Aim of the task » Edit the records below by replacing "stat-sheet reference" with "scouting summary" everywhere and changing nothing else, and omit the pictures from your answer.
#####
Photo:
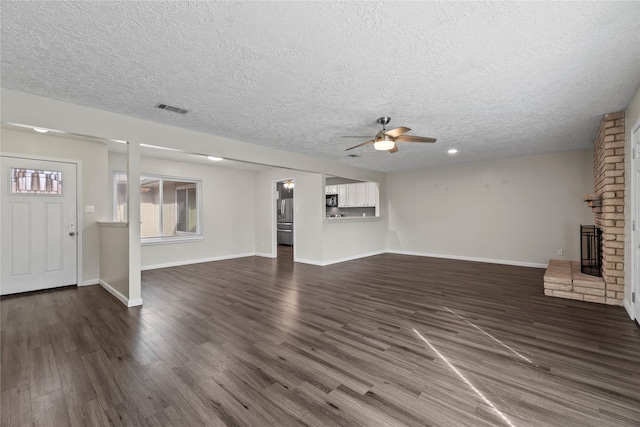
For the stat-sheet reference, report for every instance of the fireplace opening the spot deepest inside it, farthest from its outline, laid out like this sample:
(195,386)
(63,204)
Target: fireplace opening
(591,250)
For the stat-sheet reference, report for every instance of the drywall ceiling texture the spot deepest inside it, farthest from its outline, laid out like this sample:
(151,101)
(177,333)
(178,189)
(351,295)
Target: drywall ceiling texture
(495,79)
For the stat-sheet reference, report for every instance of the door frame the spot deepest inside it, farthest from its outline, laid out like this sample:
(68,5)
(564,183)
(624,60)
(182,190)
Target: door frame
(274,218)
(635,189)
(79,217)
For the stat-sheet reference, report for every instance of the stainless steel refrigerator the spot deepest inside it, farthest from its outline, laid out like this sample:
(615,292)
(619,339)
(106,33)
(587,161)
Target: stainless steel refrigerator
(285,221)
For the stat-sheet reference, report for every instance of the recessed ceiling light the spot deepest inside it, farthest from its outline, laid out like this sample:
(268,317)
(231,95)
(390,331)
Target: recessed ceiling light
(157,147)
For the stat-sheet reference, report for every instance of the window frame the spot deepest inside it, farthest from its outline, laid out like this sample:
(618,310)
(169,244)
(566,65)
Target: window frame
(180,236)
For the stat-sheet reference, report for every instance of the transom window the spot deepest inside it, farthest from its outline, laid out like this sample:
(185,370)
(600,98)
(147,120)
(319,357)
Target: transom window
(170,208)
(31,181)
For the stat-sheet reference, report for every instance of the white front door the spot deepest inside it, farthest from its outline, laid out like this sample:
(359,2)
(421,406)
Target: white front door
(38,225)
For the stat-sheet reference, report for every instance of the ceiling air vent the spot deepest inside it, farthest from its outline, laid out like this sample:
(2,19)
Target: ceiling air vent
(172,108)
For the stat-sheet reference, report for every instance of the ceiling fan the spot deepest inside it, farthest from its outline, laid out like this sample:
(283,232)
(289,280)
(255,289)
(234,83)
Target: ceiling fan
(387,139)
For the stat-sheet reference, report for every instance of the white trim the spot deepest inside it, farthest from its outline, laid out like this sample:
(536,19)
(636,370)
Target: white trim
(79,200)
(114,292)
(308,261)
(265,255)
(134,302)
(194,261)
(351,258)
(475,259)
(628,305)
(634,269)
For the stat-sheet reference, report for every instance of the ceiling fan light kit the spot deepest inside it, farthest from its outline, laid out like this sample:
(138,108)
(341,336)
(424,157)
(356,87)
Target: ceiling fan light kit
(386,140)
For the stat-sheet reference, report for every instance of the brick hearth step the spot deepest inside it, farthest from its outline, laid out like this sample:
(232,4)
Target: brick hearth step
(563,279)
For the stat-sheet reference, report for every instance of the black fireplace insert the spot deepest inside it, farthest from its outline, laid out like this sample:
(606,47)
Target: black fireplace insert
(591,250)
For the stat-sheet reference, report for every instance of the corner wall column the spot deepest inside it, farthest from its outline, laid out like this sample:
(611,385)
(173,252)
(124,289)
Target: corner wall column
(133,218)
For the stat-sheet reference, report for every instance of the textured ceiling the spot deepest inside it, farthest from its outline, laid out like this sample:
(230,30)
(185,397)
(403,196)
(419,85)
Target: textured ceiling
(491,79)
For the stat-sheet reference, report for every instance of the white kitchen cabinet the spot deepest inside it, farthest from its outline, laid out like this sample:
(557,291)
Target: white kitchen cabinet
(363,194)
(346,196)
(371,194)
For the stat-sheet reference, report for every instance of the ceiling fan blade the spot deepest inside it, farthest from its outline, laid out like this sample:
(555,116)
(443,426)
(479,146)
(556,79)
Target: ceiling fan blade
(360,145)
(411,138)
(397,131)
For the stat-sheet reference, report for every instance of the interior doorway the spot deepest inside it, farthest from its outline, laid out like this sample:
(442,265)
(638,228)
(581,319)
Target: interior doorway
(285,218)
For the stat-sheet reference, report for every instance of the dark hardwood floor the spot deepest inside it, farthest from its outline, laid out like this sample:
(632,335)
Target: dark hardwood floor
(383,341)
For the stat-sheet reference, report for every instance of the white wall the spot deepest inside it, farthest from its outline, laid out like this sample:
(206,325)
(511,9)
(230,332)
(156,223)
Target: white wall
(228,218)
(517,210)
(632,119)
(93,158)
(23,108)
(114,259)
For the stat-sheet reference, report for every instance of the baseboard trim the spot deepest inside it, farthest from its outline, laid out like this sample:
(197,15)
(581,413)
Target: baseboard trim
(194,261)
(113,291)
(629,307)
(474,259)
(352,258)
(134,302)
(308,261)
(265,255)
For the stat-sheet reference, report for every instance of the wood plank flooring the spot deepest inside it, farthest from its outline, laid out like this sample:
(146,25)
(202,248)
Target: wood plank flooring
(388,340)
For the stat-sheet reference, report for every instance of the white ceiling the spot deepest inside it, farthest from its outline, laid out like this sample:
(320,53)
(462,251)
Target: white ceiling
(491,79)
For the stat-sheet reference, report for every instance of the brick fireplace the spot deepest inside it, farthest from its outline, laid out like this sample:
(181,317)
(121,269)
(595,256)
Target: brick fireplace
(608,207)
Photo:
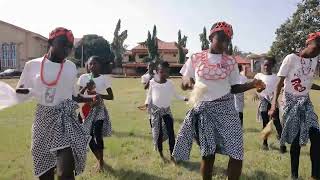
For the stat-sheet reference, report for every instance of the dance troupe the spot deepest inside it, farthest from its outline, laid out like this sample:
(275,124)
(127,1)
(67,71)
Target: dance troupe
(60,135)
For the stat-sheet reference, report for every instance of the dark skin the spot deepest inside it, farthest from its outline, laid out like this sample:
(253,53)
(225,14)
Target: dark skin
(267,70)
(311,51)
(95,68)
(59,49)
(150,72)
(219,44)
(163,74)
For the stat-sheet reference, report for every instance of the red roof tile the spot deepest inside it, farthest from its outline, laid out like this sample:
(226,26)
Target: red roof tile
#####
Exercise output »
Photo:
For the scouting summary, report for every instance of the fireplace opening the spot deepest inside it, farthest from its outline, laid out like this sample:
(195,386)
(63,204)
Target: fireplace opening
(591,250)
For the scouting summary, report for every instance of the drywall ceiling texture the spot deepest inside it, farthest from its outline, laid out like this sample:
(151,101)
(177,333)
(178,189)
(351,295)
Target: drywall ceiling texture
(495,79)
For the scouting summary, report for every instance of the door frame the spot deepest inside it, farthest from its outline, laid out like this sample:
(68,5)
(564,183)
(624,60)
(182,190)
Target: door frame
(274,218)
(635,189)
(79,217)
For the scouting summary, report for every instance of the stainless steel refrigerator the spot deepest inside it, farthest from its outline, laid out like this sample:
(615,292)
(619,339)
(106,33)
(587,161)
Target: stainless steel refrigerator
(285,221)
For the scouting summary, report for every instance of the recessed ceiling light the spot deepest inside it, farthest from its outline, laid out like this sample:
(268,317)
(231,95)
(390,331)
Target: recessed ceiling light
(157,147)
For the scouting summary, report for every instance of the window frame the spot deepest inside it, farthest from its outline, laid out like this sample:
(618,310)
(169,244)
(566,65)
Target: window frame
(180,236)
For the scouting summary, report for every instance of the transom window the spot deepest inside it, farthest from its outline, laid out like this sample:
(185,370)
(600,98)
(147,120)
(319,357)
Target: transom window
(170,208)
(31,181)
For the scouting summary, report for every instance of the white front door the spot deepest inside it, farthest from its outline, laid out like this sample:
(359,2)
(421,406)
Target: white front door
(38,225)
For the scouting summary, report for every instance of the ceiling air vent the spot deepest inside it, farthest from its outline, laid out like this sample:
(2,19)
Target: ceiling air vent
(172,108)
For the scouting summary, report for every instance of the ceiling fan the spot deepest inside it, farthest from its outline, laid out like this sample:
(283,232)
(289,280)
(255,289)
(234,83)
Target: ceiling fan
(387,139)
For the scouting summary, report for every instance of the white trim the spot deepest inside it, farthest from its outline, laid out like this sample:
(536,19)
(636,370)
Target: white trim
(79,200)
(114,292)
(308,261)
(265,255)
(134,302)
(194,261)
(351,258)
(475,259)
(628,305)
(634,269)
For the scouting summary, report for every instance of the ceiling fan light kit the spot deepest inside it, farthest from its outline, laid out like this sample:
(138,108)
(341,336)
(424,157)
(356,87)
Target: ceiling fan light kit
(386,140)
For the scouting summary, report for every instance of the brick hearth step the spot deepest inside it, farthest from its outline, laid out like this sample:
(232,4)
Target: brick hearth step
(563,279)
For the scouting summary, report for every instance of the black fireplace insert the spot deepest inside it, farthest from its outline, laid out like this sample:
(606,47)
Target: black fireplace insert
(591,250)
For the scouting summary, report for every instance of the corner wall column the spot deepest inside it, farthest from its outline, laid out like this sample:
(611,385)
(173,252)
(124,289)
Target: corner wall column
(133,218)
For the scouting summary, report for every instance of the textured ceiling the spot deepest inside it, farthest from its outline, laid out like this sample:
(230,30)
(185,397)
(403,196)
(419,85)
Target: textured ceiling
(491,79)
For the scouting summary, report for every instance of the white kitchen cabinet the spot deepest inside it, farthest from its outline, laid out like this sample:
(557,291)
Target: white kitchen cabinet
(363,194)
(346,196)
(371,194)
For the scouting summary, report for every instance of the ceiling fan blade the spot deepest inside it, farthest from its outline, laid out like this sample:
(555,116)
(443,426)
(479,146)
(556,79)
Target: ceiling fan blade
(360,145)
(411,138)
(397,131)
For the scouting summary, report for every instance of the interior doorway the spot deepest inside it, farthest from its outline, laid out like this sample:
(442,265)
(638,228)
(581,319)
Target: interior doorway
(285,218)
For the scouting summary, report for every instance of the dark hardwood floor the spot deepest inside it, farthest from its outline, laid out like this sample:
(632,335)
Target: dark hardwood floor
(383,341)
For the scouting summary, report for every instance of the white wall the spot deepest inside it, farthest from its outline, laid out like this sample:
(206,325)
(511,9)
(230,332)
(156,223)
Target: white wall
(228,218)
(517,210)
(632,119)
(93,158)
(23,108)
(114,259)
For the scouting summary, report for every instance of the baseboard trim the spot deepest inside it, farthest from its outline, laid out like this sample:
(197,15)
(581,413)
Target: baseboard trim
(194,261)
(113,291)
(629,307)
(474,259)
(352,258)
(134,302)
(308,261)
(265,255)
For the scouting summary, report for every instance of the wood plank flooring the spot deepest inside it, farthest from its outline, laid out like this sample:
(146,25)
(202,248)
Target: wood plank flooring
(388,340)
For the scouting summary, report for every instance of the white ceiling the spot deepest inside it, farthest from its outline, laid out like this sample:
(320,53)
(462,251)
Target: white ceiling
(491,79)
For the scouting summary, report for every instance of the brick fireplace the spot deepest inside it, farthest from its outline, laid out like this sample:
(181,317)
(121,269)
(595,256)
Target: brick fireplace
(608,207)
Photo:
For the scouting summary, report for every instance of the dance troupe the spot deepest inside it, farthest from its outline, laid out like this sample:
(275,124)
(127,1)
(67,71)
Target: dance troupe
(60,135)
For the scouting summary, report for every instance of the dark skin the spot deepest inside it, farthest from its outline, laid out like this sample:
(253,53)
(225,14)
Target: dark skin
(267,70)
(311,51)
(95,68)
(59,49)
(150,72)
(219,44)
(163,74)
For the scouting summary, report for every instance of the red roof tile the spot deepest inside it, farthest from its outline, laid out like this sample:
(226,26)
Target: red roof tile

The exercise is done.